• **STATED TASK**
Rewrite the lines of all the records below, replacing every "Place one marker" with "Put one point" and leaving everything else unchanged. Leave the pictures out of your answer.

#####

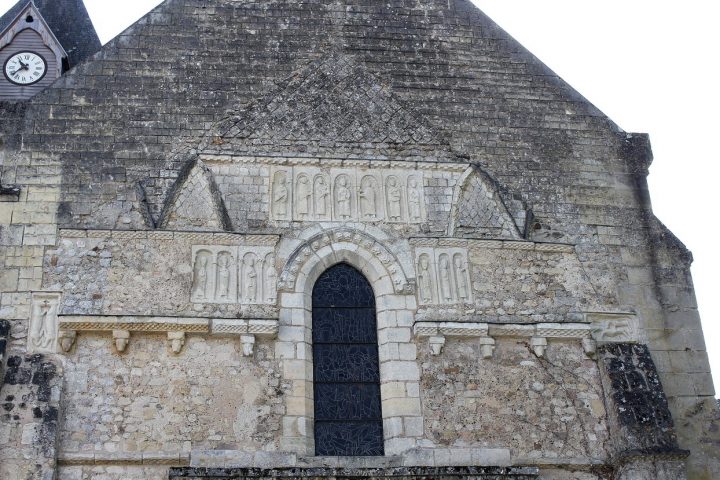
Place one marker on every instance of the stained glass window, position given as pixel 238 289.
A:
pixel 348 418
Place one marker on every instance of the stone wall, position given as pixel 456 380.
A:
pixel 547 407
pixel 540 198
pixel 30 412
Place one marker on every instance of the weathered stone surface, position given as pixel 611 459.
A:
pixel 29 414
pixel 549 407
pixel 150 399
pixel 405 473
pixel 168 179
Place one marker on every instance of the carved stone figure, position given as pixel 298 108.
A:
pixel 343 198
pixel 425 280
pixel 280 195
pixel 394 193
pixel 270 286
pixel 42 330
pixel 368 204
pixel 461 278
pixel 414 208
pixel 304 197
pixel 250 280
pixel 222 289
pixel 445 282
pixel 322 194
pixel 201 276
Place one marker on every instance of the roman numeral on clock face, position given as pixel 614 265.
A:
pixel 25 68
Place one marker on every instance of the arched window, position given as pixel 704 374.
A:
pixel 348 417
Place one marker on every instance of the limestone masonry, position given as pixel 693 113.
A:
pixel 331 239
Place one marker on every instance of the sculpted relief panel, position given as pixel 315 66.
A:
pixel 347 194
pixel 443 276
pixel 232 274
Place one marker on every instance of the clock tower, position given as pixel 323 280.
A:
pixel 39 41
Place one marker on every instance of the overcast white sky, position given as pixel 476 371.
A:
pixel 651 65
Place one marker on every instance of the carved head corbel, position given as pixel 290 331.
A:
pixel 177 341
pixel 66 339
pixel 248 344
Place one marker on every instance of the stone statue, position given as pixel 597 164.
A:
pixel 445 282
pixel 201 276
pixel 414 199
pixel 425 280
pixel 343 198
pixel 42 332
pixel 304 197
pixel 222 288
pixel 322 193
pixel 368 204
pixel 394 193
pixel 280 195
pixel 270 280
pixel 461 278
pixel 250 280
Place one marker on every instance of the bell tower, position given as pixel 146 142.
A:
pixel 39 41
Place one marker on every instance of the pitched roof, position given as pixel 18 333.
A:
pixel 68 20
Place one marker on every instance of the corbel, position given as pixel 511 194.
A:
pixel 539 345
pixel 66 339
pixel 248 344
pixel 590 347
pixel 487 346
pixel 121 338
pixel 436 344
pixel 177 341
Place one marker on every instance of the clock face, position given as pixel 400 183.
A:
pixel 25 68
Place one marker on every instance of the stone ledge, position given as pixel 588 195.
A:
pixel 124 458
pixel 176 329
pixel 411 163
pixel 492 243
pixel 131 323
pixel 538 334
pixel 216 238
pixel 400 473
pixel 9 193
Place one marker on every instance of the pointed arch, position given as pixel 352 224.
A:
pixel 346 366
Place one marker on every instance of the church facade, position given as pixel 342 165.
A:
pixel 331 239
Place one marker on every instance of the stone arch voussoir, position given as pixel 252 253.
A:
pixel 359 249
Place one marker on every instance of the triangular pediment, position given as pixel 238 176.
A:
pixel 331 108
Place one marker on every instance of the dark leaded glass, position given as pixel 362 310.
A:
pixel 343 286
pixel 348 418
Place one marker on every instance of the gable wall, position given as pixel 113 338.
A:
pixel 139 110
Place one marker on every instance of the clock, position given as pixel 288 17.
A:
pixel 25 68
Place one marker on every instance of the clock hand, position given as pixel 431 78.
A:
pixel 24 67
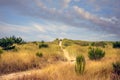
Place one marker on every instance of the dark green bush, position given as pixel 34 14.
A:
pixel 116 44
pixel 116 67
pixel 80 64
pixel 99 44
pixel 96 54
pixel 39 54
pixel 7 43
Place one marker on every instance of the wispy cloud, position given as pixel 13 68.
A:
pixel 62 15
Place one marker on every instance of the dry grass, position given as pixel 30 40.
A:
pixel 24 57
pixel 95 70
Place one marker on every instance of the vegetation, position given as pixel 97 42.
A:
pixel 116 44
pixel 43 45
pixel 53 66
pixel 99 44
pixel 116 67
pixel 67 42
pixel 7 43
pixel 39 54
pixel 96 54
pixel 80 64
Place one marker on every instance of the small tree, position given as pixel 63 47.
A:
pixel 116 67
pixel 80 64
pixel 96 54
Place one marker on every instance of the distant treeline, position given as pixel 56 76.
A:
pixel 7 42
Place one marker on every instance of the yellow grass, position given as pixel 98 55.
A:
pixel 94 70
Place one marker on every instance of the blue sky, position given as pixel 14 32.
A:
pixel 36 20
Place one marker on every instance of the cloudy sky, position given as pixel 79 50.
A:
pixel 49 19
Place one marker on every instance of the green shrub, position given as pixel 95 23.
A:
pixel 116 45
pixel 39 54
pixel 7 42
pixel 43 45
pixel 96 54
pixel 99 44
pixel 116 67
pixel 80 64
pixel 1 51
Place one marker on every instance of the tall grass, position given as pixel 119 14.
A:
pixel 24 58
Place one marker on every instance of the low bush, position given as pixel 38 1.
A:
pixel 116 67
pixel 96 54
pixel 7 42
pixel 116 45
pixel 80 64
pixel 39 54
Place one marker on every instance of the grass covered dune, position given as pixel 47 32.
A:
pixel 48 61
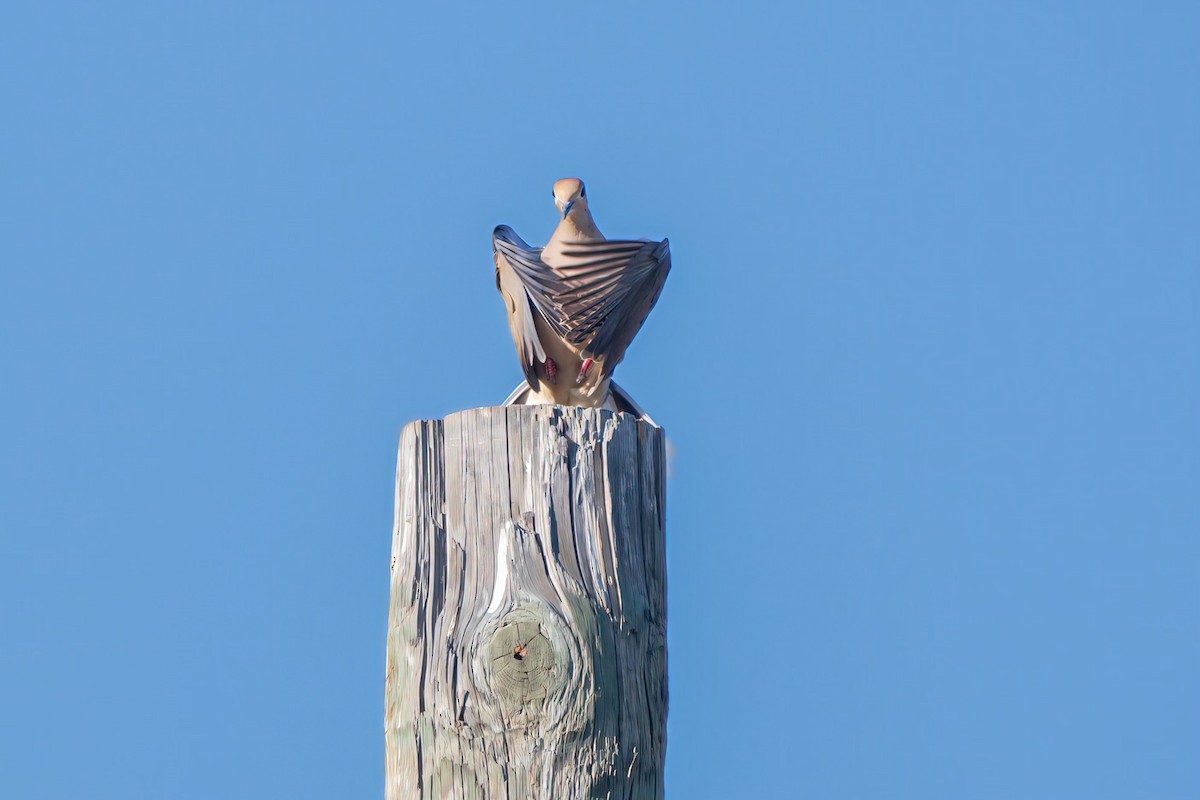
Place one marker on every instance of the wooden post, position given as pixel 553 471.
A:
pixel 527 625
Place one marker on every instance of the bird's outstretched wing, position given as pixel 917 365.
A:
pixel 528 288
pixel 609 289
pixel 594 295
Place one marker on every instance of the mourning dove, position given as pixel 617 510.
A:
pixel 576 304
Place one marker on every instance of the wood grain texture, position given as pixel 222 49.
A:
pixel 527 625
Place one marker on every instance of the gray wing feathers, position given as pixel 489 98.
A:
pixel 615 284
pixel 514 288
pixel 595 295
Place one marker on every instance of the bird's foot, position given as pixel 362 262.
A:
pixel 583 371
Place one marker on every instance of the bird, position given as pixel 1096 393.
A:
pixel 575 305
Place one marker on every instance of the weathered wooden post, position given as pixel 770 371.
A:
pixel 527 626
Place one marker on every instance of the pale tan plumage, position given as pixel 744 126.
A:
pixel 580 298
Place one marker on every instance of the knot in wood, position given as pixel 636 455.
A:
pixel 522 663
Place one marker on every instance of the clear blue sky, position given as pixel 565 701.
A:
pixel 928 359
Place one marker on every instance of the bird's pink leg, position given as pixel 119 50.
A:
pixel 583 371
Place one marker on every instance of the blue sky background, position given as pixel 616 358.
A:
pixel 928 360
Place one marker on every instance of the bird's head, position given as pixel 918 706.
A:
pixel 569 194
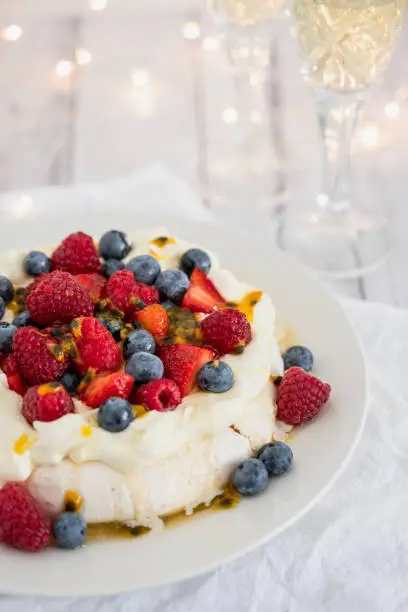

#####

• **FINAL ANSWER**
Put one point on every instance of the stained glass window, position given as pixel 238 289.
A:
pixel 348 418
Put one point on every instance of the stone wall, position given as pixel 456 380.
A:
pixel 547 407
pixel 540 198
pixel 30 412
Put one point on every instance of the weathered stone surface, position given as pixel 611 459.
A:
pixel 29 414
pixel 549 407
pixel 150 399
pixel 405 473
pixel 168 179
Put one point on every instance of the carved stone figure, position given as pixel 298 108.
A:
pixel 343 198
pixel 425 280
pixel 280 195
pixel 394 193
pixel 270 286
pixel 42 330
pixel 368 204
pixel 461 278
pixel 414 208
pixel 304 197
pixel 250 280
pixel 222 289
pixel 445 282
pixel 322 194
pixel 201 276
Put one point on every instance of the roman numeral on clock face, position given as pixel 614 265.
A:
pixel 25 68
Put one point on every instance of the arched window, position given as pixel 704 374.
A:
pixel 348 417
Put one point on every instance of the limestone masonry, position given as pixel 693 113.
A:
pixel 331 239
Put one point on every instance of the sculpted relief panel, position given as pixel 315 66.
A:
pixel 347 194
pixel 443 276
pixel 232 274
Put one point on every instance of the clock tower, position given as pixel 323 280.
A:
pixel 39 41
Put one point on every instance of the overcast white sky, position given as pixel 476 371.
A:
pixel 651 65
Put one point on every instance of the carved head corbel, position given as pixel 290 331.
A:
pixel 177 341
pixel 66 339
pixel 248 344
Put one point on every instance of the stone statue, position given as pixel 597 164.
A:
pixel 445 282
pixel 201 276
pixel 414 199
pixel 425 280
pixel 343 198
pixel 42 332
pixel 304 197
pixel 222 288
pixel 322 193
pixel 368 204
pixel 394 193
pixel 280 195
pixel 270 280
pixel 461 278
pixel 250 280
Put one point on every instance of the bell tower, position given as pixel 146 142.
A:
pixel 39 41
Put one point on every instance of the pitched roof, position given as pixel 18 333.
A:
pixel 68 20
Put one point on every instance of the corbel, position given as pixel 511 194.
A:
pixel 539 345
pixel 66 339
pixel 248 344
pixel 590 347
pixel 487 346
pixel 121 338
pixel 436 344
pixel 177 341
Put one point on every instance of the clock face, position given as pixel 400 183.
A:
pixel 25 68
Put one point on every instance of the stone ledge, position given as pixel 588 195.
A:
pixel 124 458
pixel 176 329
pixel 411 163
pixel 492 243
pixel 131 323
pixel 538 334
pixel 216 238
pixel 400 473
pixel 9 193
Put one point on every instance of the pointed arch, position given as pixel 352 224.
A:
pixel 346 366
Put one point on every instance of the church facade, position given as pixel 342 165.
A:
pixel 331 239
Put one point on every instance of the stone arch voussoir, position given as pixel 252 253.
A:
pixel 359 249
Put one point on every instance of the triangular pediment, position given as pixel 238 176.
A:
pixel 331 108
Put one point on every instance of the dark leaded glass, position given as pixel 362 310.
A:
pixel 343 286
pixel 348 418
Put one point on every instance of the gable wall, position given as pixel 113 338.
A:
pixel 139 110
Put one point on every instance of the clock, position given as pixel 288 17.
A:
pixel 25 68
Put one point on every instance of the clock hand, position given as pixel 431 78.
A:
pixel 24 67
Put one point on every instance of the dark green bush, position given as pixel 34 14.
A:
pixel 116 44
pixel 116 67
pixel 80 64
pixel 99 44
pixel 96 54
pixel 39 54
pixel 7 43
Put one point on every instance of the wispy cloud, position given as pixel 13 68.
A:
pixel 62 15
Put one point on every instance of the dry grass, position given as pixel 30 40.
A:
pixel 24 57
pixel 95 70
Put one point on every instance of the vegetation, position given as pixel 97 42.
A:
pixel 116 44
pixel 43 45
pixel 53 66
pixel 99 44
pixel 116 67
pixel 67 42
pixel 7 43
pixel 39 54
pixel 96 54
pixel 80 64
Put one point on every instance of the small tree, position given as pixel 63 47.
A:
pixel 116 67
pixel 80 64
pixel 96 54
Put one point on every instance of the distant treeline, position given as pixel 56 76.
A:
pixel 7 42
Put one point on every instance of the yellow grass, position given as pixel 98 55.
A:
pixel 94 70
Put one point on every instance of the blue sky, position given as pixel 14 32.
A:
pixel 36 20
Put one point on every instance of the cloudy sky, position given as pixel 79 50.
A:
pixel 49 19
Put one point on every instance of the green shrub, position given as pixel 95 23.
A:
pixel 116 45
pixel 39 54
pixel 7 42
pixel 43 45
pixel 96 54
pixel 99 44
pixel 116 67
pixel 80 64
pixel 1 51
Put one point on every instance of the tall grass, position given as pixel 119 14.
A:
pixel 24 58
Put one point on every instance of the low bush, position given as pixel 38 1.
A:
pixel 116 67
pixel 96 54
pixel 7 42
pixel 116 45
pixel 80 64
pixel 39 54
Put one point on every instance of the grass covered dune, position given as pixel 47 32.
A:
pixel 48 61
Put one point on every instance of the wooden post, position given as pixel 553 471.
A:
pixel 527 625
Put one point on every instance of the bird's outstretched wing, position given as pixel 917 365.
A:
pixel 528 288
pixel 609 289
pixel 594 295
Put one point on every instance of the mourning dove, position given as pixel 617 510.
A:
pixel 576 304
Put one point on every instance of the wood grain texture, position given as pixel 222 49.
A:
pixel 527 625
Put one point on every instance of the gray wing feathers, position given as pixel 489 98.
A:
pixel 615 284
pixel 514 288
pixel 595 295
Put one point on every instance of the bird's foot, position given as pixel 362 262.
A:
pixel 583 371
Put one point on every instance of the bird, position given as pixel 1096 393.
A:
pixel 575 305
Put one point on every instance of the weathered wooden post, position given as pixel 770 371.
A:
pixel 527 626
Put one point on every instance of the pale tan plumage, position given as pixel 744 126.
A:
pixel 580 298
Put one point on every instance of the knot in wood, position given as pixel 636 455.
A:
pixel 522 663
Put one point on every instance of the clear blue sky, position given as pixel 565 701.
A:
pixel 928 359
Put one point on every instance of the bird's pink leg, position given as pixel 119 50.
A:
pixel 583 371
Put one point on every instance of the blue sky background, position given as pixel 616 358.
A:
pixel 928 360
Put one point on every instance of the bird's head, position given as pixel 918 706.
A:
pixel 569 194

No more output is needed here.